Document source
═══

Une autre question à vous poser, c’est qu’en Belgique et en France par exemple, mais aussi dans d’autres pays européens, on voit se multiplier dans les journaux les opinions qui appellent à repenser de façon fondamentale notre manière de vivre. Par exemple, en relocalisant la production alimentaire. Existe-t-il ce type de discours aujourd’hui en Colombie ?

Bien sûr, en particulier dans le spectre politique d’où je viens, les organisations qui nous sont proches ont toujours questionné le fonctionnement traditionnel du capitalisme. Nous croyons qu’un système économique de libre-concurrence est nécessaire dans un pays. Nous défendons et nous n’attaquons pas le capitalisme. Mais nous ne voulons pas du capitalisme tel qu’il est aujourd’hui. Comment a-t-il fonctionné ? Il est devenu un système sauvage qui n’a généré que des inégalités profondes. Cela me coûte de le dire, quand on me pose la question, mais la Colombie est l’un des pays les plus inégalitaires de la planète, alors que c’est un pays riche. C’est le deuxième pays en terme de biodiversité au monde. Ce pays a accès à deux océans, il a une situation géographique privilégiée, bien plus que d’autres pays. Nous avons l’étagement altitudinal, mais nous sommes sur l’équateur6 : on récolte tout au long de l’année. Et malgré tout, nous avons une inégalité gigantesque. La différence entre les riches et les pauvres est violente, sans parler du partage des terres. On vient de terminer un conflit armé de 50 ans qui a laissé des brèches immenses sur lesquelles nous devons travailler aujourd’hui.

En tant que parti, nous nous sommes positionné·es, comme mouvement, et nous avons appuyé de nombreux mouvements spontanés, surtout de jeunes citadin·nes et paysan·nes qui demandent de penser un système plus juste, dans un système capitaliste. Car, je le répète, nous ne croyons pas dans un autre modèle, mais bien en une réforme et une restructuration profonde du système actuel qui permette la redistribution de la richesse et qui parvienne à permettre à chacun·e d’avoir la même possibilité d’accumuler biens et richesses, ce qui n’existe absolument pas en Colombie aujourd’hui. Aujourd’hui, nous avons un système dans lequel tout dépend d’où tu nais, et c’est une preuve que le système a échoué en tant que tel.

═══

Extraits d'un jeu de données:
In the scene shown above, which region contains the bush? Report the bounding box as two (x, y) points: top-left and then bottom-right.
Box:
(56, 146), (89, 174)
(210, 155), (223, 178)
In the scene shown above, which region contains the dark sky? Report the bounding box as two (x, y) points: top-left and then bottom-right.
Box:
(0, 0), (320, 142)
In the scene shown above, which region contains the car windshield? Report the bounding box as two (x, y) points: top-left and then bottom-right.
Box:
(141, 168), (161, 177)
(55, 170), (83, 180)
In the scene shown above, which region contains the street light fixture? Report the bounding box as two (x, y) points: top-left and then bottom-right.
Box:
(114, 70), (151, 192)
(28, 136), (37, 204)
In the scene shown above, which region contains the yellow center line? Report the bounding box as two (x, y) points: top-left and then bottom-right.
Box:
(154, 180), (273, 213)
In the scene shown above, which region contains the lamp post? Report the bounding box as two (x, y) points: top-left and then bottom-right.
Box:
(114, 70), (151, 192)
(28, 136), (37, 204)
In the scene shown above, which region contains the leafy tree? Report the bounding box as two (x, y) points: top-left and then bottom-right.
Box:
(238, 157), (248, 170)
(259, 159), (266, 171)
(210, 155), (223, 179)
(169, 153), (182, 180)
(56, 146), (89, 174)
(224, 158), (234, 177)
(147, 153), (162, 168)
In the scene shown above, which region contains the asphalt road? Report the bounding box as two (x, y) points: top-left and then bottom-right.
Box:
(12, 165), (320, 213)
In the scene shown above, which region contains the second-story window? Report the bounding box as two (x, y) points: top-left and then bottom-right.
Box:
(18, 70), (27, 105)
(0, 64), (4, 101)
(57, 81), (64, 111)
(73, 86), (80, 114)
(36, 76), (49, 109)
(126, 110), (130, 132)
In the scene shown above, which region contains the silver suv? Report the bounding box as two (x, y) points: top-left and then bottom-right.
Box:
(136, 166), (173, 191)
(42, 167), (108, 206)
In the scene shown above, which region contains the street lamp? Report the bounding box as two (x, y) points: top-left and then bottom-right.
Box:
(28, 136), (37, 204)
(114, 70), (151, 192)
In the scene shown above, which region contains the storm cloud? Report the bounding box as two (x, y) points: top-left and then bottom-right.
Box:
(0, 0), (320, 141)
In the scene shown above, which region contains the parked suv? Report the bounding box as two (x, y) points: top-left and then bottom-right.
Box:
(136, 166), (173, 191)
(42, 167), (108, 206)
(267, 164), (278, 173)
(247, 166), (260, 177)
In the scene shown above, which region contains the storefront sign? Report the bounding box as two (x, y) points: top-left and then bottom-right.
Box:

═══

Énoncé
Recopiez le passage du document source qui commence à « Une autre question » et se termine à « aujourd’hui en Colombie ? », en remplaçant « journaux » par « médias ».

Corrigé
Une autre question à vous poser, c’est qu’en Belgique et en France par exemple, mais aussi dans d’autres pays européens, on voit se multiplier dans les médias les opinions qui appellent à repenser de façon fondamentale notre manière de vivre. Par exemple, en relocalisant la production alimentaire. Existe-t-il ce type de discours aujourd’hui en Colombie ?